▸ Task objective
Only the lines below between the ones containing "# annotate each instance of the green banner" and "# annotate each instance of the woman with", inclusive, are to be reproduced, each exactly as it stands.

── Exercise material ──

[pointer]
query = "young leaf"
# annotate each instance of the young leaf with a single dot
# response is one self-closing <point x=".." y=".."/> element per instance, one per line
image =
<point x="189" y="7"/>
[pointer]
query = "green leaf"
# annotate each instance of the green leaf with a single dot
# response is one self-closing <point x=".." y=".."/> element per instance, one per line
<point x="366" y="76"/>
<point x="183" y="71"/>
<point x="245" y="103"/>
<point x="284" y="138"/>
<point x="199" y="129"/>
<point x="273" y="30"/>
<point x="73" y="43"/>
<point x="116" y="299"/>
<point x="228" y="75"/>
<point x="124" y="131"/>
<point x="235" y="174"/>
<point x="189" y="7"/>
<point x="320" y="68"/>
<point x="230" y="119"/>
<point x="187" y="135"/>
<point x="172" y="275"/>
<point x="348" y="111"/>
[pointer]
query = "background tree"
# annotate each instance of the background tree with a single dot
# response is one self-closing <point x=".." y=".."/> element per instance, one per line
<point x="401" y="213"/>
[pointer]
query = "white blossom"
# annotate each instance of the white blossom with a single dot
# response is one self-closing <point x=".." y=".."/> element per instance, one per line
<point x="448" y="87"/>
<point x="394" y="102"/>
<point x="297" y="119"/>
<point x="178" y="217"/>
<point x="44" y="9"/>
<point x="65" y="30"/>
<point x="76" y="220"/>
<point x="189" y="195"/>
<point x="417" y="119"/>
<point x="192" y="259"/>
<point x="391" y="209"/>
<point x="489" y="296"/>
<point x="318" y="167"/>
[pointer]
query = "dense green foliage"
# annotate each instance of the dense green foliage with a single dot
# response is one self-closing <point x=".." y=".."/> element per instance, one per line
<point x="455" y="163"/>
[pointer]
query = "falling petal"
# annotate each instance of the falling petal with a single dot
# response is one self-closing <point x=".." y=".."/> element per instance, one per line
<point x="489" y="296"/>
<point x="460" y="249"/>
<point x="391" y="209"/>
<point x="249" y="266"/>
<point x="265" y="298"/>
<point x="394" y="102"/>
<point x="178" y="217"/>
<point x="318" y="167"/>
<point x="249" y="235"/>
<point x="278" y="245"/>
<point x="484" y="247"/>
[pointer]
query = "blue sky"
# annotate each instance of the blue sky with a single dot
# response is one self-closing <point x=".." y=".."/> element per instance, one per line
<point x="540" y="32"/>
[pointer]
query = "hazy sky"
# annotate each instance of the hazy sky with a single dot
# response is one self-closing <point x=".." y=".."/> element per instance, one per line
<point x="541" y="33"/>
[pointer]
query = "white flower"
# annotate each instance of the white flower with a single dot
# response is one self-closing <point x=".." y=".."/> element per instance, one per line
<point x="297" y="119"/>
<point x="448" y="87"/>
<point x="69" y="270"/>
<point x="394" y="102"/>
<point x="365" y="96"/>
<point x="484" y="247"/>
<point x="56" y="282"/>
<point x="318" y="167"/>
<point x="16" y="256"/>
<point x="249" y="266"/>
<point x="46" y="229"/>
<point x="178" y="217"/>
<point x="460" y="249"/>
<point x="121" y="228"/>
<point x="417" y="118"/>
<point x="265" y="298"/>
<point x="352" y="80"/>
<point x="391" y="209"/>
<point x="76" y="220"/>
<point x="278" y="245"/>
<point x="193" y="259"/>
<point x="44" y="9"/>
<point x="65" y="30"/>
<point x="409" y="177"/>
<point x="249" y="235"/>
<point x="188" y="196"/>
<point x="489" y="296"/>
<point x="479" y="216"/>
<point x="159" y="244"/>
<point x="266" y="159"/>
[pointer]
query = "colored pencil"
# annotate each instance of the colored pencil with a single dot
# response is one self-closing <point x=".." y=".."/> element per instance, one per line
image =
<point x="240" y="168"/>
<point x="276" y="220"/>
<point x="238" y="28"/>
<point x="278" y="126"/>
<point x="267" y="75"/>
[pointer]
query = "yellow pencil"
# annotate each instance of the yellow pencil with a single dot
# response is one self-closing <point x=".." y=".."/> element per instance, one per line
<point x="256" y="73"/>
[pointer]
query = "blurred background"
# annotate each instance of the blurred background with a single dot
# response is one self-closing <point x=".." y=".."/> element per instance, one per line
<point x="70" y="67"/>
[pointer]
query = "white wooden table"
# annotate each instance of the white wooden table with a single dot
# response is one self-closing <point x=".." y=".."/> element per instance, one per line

───
── Exercise material ──

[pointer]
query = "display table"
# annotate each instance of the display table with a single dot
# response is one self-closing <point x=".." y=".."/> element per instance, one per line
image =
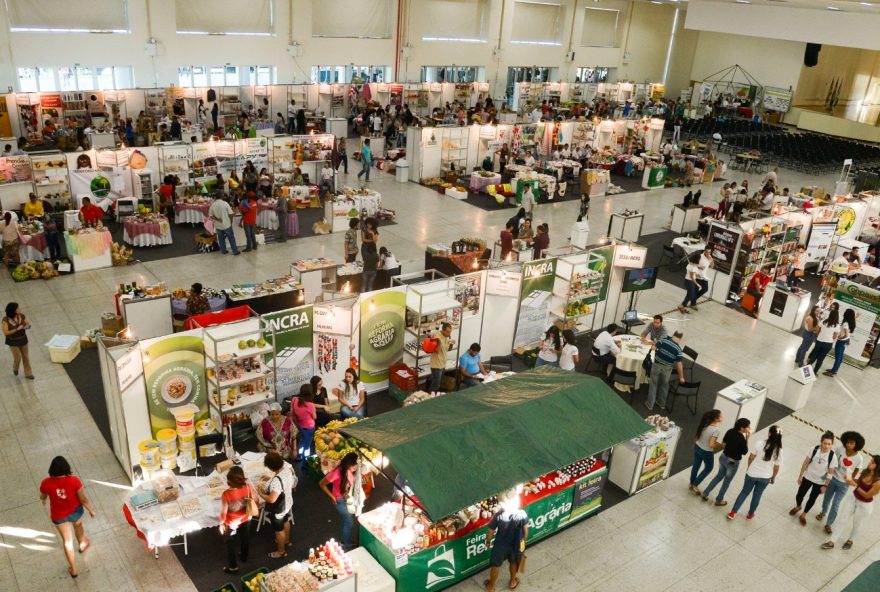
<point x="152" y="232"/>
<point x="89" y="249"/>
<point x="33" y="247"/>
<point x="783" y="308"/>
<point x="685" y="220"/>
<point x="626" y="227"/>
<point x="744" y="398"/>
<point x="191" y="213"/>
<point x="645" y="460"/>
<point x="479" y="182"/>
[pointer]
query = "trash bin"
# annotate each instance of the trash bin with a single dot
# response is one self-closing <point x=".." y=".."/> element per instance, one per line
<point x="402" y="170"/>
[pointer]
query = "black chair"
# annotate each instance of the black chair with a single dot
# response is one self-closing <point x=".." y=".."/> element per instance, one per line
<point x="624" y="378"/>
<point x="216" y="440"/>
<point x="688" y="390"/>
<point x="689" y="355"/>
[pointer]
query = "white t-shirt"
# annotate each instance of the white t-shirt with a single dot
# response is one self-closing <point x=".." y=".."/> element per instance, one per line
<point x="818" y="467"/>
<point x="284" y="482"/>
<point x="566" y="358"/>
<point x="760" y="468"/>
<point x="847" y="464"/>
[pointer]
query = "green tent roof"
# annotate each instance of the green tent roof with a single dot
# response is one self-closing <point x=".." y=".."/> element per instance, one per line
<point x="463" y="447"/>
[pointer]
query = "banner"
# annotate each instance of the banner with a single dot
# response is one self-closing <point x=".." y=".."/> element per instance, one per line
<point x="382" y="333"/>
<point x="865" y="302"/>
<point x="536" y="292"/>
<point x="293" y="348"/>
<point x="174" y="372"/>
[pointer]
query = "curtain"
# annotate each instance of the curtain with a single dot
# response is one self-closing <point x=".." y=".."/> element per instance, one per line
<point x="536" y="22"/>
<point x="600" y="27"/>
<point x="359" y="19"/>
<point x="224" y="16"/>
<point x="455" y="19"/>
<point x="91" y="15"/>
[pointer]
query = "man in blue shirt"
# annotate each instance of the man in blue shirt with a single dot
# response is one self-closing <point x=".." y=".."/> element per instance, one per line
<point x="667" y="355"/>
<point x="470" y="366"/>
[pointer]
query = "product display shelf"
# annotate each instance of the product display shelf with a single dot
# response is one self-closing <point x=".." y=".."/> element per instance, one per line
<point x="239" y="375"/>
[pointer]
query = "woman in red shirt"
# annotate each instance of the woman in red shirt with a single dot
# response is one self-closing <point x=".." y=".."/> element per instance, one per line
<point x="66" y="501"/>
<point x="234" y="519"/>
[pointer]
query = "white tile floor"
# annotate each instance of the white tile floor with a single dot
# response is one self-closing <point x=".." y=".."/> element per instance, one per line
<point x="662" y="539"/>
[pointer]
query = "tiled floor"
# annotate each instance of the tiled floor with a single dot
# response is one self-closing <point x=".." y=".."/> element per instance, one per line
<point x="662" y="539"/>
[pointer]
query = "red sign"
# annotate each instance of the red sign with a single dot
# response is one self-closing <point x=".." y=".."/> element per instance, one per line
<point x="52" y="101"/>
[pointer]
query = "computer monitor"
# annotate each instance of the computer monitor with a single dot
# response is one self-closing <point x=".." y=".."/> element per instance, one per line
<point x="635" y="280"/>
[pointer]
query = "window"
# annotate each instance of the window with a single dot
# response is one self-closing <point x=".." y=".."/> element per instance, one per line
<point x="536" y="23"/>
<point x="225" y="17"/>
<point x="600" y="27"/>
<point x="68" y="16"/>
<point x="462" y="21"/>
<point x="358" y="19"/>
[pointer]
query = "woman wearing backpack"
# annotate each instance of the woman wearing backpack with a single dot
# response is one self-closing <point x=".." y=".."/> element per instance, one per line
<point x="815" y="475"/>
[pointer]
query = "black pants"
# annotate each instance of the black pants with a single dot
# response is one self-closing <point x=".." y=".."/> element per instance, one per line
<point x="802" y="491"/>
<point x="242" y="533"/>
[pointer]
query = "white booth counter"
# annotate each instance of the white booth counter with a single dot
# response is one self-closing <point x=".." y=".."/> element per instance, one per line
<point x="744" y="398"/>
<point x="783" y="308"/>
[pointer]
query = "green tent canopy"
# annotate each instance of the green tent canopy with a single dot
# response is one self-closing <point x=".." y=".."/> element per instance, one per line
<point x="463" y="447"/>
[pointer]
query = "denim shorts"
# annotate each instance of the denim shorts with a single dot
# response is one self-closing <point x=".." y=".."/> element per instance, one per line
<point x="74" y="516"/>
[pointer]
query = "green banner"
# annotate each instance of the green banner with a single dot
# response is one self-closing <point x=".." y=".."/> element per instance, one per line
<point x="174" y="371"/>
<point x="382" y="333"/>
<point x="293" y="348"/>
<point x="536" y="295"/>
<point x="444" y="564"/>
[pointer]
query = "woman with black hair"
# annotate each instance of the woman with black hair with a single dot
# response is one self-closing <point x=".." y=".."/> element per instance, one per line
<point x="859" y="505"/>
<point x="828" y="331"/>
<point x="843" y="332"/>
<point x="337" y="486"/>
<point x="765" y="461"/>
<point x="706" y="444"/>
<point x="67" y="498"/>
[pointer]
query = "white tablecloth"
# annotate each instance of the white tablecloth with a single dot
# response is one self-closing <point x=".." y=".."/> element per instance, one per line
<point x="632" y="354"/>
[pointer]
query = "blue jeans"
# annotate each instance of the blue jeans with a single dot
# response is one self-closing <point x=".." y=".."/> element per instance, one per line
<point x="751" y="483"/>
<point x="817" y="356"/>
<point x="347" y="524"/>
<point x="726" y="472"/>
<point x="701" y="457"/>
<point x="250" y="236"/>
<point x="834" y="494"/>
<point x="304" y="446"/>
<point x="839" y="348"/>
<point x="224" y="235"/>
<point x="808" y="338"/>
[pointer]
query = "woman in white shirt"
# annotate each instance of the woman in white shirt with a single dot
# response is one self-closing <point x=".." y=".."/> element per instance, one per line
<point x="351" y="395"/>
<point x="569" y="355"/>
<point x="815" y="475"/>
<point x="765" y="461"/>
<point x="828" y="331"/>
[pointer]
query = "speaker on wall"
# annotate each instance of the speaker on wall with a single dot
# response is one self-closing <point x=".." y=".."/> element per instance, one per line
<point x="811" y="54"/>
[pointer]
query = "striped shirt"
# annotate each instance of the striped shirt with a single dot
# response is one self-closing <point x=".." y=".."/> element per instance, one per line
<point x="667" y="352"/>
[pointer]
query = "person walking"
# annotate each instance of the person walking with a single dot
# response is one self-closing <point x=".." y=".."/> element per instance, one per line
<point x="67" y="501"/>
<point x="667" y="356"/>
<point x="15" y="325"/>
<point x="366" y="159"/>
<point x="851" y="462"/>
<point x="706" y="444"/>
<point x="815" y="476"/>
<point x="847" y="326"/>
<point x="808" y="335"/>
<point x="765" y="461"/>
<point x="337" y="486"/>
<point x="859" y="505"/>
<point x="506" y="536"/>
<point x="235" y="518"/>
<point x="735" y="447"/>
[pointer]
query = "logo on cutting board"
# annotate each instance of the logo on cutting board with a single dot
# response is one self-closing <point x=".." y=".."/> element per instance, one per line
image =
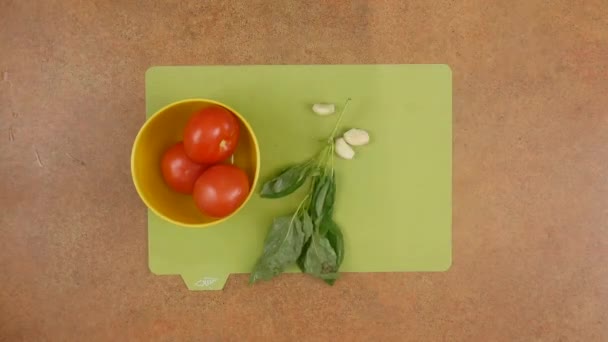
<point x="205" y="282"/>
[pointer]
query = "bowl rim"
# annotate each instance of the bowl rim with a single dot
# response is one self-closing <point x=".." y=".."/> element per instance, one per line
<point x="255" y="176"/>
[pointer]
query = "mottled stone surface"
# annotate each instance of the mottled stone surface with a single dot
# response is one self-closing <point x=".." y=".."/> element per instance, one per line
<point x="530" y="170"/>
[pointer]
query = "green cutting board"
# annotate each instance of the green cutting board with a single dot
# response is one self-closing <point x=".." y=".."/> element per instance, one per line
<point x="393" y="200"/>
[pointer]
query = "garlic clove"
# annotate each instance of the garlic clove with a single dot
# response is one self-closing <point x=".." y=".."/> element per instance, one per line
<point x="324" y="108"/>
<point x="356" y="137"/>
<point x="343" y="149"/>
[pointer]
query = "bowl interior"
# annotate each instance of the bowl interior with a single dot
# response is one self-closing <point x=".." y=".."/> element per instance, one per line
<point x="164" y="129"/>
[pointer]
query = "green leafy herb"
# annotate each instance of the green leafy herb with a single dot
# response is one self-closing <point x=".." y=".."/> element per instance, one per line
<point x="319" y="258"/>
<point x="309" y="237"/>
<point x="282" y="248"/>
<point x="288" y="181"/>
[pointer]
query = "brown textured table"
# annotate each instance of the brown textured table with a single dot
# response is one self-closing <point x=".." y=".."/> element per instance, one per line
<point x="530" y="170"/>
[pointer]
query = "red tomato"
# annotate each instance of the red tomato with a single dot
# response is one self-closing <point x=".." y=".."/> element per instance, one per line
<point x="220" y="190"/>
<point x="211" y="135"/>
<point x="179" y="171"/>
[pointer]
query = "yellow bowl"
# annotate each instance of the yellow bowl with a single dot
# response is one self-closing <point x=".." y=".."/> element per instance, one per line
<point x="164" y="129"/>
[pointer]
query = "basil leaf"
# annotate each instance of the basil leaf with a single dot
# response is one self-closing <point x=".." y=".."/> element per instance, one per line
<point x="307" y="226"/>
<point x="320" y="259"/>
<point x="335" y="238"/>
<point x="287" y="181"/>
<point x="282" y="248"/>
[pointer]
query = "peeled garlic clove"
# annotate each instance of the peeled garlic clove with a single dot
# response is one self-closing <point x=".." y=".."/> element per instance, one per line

───
── Exercise material ──

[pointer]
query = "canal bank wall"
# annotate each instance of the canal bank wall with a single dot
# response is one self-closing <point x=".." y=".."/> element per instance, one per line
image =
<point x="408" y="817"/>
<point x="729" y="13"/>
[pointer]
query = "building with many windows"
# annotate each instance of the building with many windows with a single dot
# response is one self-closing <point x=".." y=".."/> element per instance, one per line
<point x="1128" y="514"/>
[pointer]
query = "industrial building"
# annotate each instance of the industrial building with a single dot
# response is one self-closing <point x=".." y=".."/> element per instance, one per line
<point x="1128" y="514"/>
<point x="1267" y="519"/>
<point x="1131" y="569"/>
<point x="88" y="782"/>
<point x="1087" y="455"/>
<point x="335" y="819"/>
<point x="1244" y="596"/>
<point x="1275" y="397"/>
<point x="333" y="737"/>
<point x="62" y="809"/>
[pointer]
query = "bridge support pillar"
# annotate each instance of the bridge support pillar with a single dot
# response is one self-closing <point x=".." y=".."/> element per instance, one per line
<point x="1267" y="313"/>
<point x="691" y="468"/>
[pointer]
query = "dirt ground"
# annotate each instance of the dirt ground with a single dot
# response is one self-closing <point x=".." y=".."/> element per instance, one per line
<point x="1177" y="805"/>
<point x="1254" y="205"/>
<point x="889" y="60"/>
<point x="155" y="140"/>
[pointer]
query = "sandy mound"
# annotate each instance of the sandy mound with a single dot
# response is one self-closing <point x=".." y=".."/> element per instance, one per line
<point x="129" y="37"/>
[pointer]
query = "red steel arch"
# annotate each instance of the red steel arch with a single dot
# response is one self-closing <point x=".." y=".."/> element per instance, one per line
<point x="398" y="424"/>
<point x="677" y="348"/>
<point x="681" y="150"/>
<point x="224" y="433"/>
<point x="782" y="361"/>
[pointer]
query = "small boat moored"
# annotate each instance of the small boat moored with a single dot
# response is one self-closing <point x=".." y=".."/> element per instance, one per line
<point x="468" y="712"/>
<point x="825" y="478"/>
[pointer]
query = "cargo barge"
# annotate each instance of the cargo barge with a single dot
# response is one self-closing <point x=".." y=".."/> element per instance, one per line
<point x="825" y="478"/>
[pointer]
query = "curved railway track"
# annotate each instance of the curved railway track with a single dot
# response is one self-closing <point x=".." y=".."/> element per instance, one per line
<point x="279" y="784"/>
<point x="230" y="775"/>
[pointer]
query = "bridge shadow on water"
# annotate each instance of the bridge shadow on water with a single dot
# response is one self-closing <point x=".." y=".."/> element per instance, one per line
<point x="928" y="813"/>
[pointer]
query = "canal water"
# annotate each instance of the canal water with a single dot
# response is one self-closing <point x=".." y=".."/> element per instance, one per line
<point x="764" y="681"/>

───

▸ Solution to this problem
# annotate each instance of the green banner with a single dot
# response is one self-closing <point x=".." y=".."/> element per instance, one per line
<point x="174" y="371"/>
<point x="382" y="333"/>
<point x="293" y="348"/>
<point x="536" y="295"/>
<point x="444" y="564"/>
[pointer]
query = "woman with black hair"
# annotate each instance of the woman with black hair with a single dot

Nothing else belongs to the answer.